Work to be completed
Set down the blog post below in full, word for word.

Text block
++++++++++
At the Foundation's web site, I found a link to the Soccer Hall of Fame. It's a nice site and it looks like a wonderful place. I read the inductees and saw many names of players who had been famous in South America and Europe early in their careers, and came to the US when their skills had diminished. Irrespective of their motives for playing in the USA, over the last thirty-five years these men have helped the sport put down roots.
To my horror, I learned that Henry Kissinger was a National Board member of the Soccer Hall of Fame and my mind began to spin.
Kissinger is the man who brought us the Christmas Bombings of Hanoi, and was recently unable to chair President Bush's 9/11 Investigation Committee because (it seems) his partnership has done a good deal of business with corporations owned by the bin Laden family, whose son has been linked to the World Trade Center tragedy. I know many apologists for the current administration will say there is no proof that Kissinger is connected to the bin Laden's; but, an awful lot has been published about the connection and he has never denied the connection, he only denies doing any business with the group currently.
So a member of the Soccer Hall of Fame's national board is profiting from the money earned by the family of the man who funded the WTC tragedy, and the US Soccer Foundation is using the WTC tragedy to raise money.
Am I the only person who sees a conflict here?
Should an organization trying to capitalize on the tragedy of the World Trade Center be allowed to control the funds that send the USA national teams into worldwide competition? And should the museum and hall of fame that promotes that same sport proffer an honorary position to a man who represents a fortune that funds the criminals who perpertrate crimes against the United States?
I don't know about you, but I will go to the soccer matches and I will avoid the not-for-profit foundations related to the sport.
Tuesday, April 15, 2003
Baseball Hall Of Fame – The Bull Durham Debacle
I think Bull Durham is one of the best baseball movies ever made.
This Spring, the Baseball Hall of Fame organized a celebration of the 15th Anniversary of the film’s release.
As the war in Iraq began to rage, things like baseball movies became rather insignificant, no matter how significant the movie itself seemed. Most public figures remained remarkably silent about the war, irrespective of their position. Silence was deemed to be patriotic, and nobody wants to be deemed unpatriotic.
++++++++++
Information given
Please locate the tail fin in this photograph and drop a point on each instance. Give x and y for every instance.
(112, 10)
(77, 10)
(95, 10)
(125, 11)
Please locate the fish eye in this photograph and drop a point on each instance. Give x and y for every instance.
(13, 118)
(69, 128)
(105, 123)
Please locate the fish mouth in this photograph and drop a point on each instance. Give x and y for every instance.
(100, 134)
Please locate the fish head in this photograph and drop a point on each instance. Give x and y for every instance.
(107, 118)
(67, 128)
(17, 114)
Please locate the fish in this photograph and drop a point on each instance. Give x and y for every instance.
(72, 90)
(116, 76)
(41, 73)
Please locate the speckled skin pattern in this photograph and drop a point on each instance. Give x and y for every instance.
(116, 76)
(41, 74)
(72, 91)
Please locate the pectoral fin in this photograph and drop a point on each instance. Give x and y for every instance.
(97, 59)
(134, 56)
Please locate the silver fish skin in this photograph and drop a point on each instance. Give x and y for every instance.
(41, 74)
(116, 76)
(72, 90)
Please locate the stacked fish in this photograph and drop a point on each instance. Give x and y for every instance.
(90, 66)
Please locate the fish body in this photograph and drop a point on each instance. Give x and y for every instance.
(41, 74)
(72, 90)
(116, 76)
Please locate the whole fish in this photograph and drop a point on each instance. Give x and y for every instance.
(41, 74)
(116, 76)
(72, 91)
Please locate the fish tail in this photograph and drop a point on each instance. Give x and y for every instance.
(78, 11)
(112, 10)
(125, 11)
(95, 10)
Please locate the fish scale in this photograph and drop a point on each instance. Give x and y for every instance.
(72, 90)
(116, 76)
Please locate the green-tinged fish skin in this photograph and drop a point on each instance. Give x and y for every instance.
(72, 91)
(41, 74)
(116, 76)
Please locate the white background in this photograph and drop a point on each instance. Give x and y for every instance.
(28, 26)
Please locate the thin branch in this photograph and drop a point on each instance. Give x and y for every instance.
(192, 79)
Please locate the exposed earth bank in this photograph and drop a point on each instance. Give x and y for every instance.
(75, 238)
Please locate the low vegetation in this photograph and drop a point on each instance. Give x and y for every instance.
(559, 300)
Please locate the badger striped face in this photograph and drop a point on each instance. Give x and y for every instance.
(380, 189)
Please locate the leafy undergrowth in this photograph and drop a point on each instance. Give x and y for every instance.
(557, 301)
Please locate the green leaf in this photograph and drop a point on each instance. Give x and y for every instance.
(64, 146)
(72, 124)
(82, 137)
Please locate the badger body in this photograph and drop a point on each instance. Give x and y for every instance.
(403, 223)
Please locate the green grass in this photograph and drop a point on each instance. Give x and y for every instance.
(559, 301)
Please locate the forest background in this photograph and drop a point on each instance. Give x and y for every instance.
++++++++++
Expected answer
At the Foundation's web site, I found a link to the Soccer Hall of Fame. It's a nice site and it looks like a wonderful place. I read the inductees and saw many names of players who had been famous in South America and Europe early in their careers, and came to the US when their skills had diminished. Irrespective of their motives for playing in the USA, over the last thirty-five years these men have helped the sport put down roots.
To my horror, I learned that Henry Kissinger was a National Board member of the Soccer Hall of Fame and my mind began to spin.
Kissinger is the man who brought us the Christmas Bombings of Hanoi, and was recently unable to chair President Bush's 9/11 Investigation Committee because (it seems) his partnership has done a good deal of business with corporations owned by the bin Laden family, whose son has been linked to the World Trade Center tragedy. I know many apologists for the current administration will say there is no proof that Kissinger is connected to the bin Laden's; but, an awful lot has been published about the connection and he has never denied the connection, he only denies doing any business with the group currently.
So a member of the Soccer Hall of Fame's national board is profiting from the money earned by the family of the man who funded the WTC tragedy, and the US Soccer Foundation is using the WTC tragedy to raise money.
Am I the only person who sees a conflict here?
Should an organization trying to capitalize on the tragedy of the World Trade Center be allowed to control the funds that send the USA national teams into worldwide competition? And should the museum and hall of fame that promotes that same sport proffer an honorary position to a man who represents a fortune that funds the criminals who perpertrate crimes against the United States?
I don't know about you, but I will go to the soccer matches and I will avoid the not-for-profit foundations related to the sport.
Tuesday, April 15, 2003
Baseball Hall Of Fame – The Bull Durham Debacle
I think Bull Durham is one of the best baseball movies ever made.
This Spring, the Baseball Hall of Fame organized a celebration of the 15th Anniversary of the film’s release.
As the war in Iraq began to rage, things like baseball movies became rather insignificant, no matter how significant the movie itself seemed. Most public figures remained remarkably silent about the war, irrespective of their position. Silence was deemed to be patriotic, and nobody wants to be deemed unpatriotic.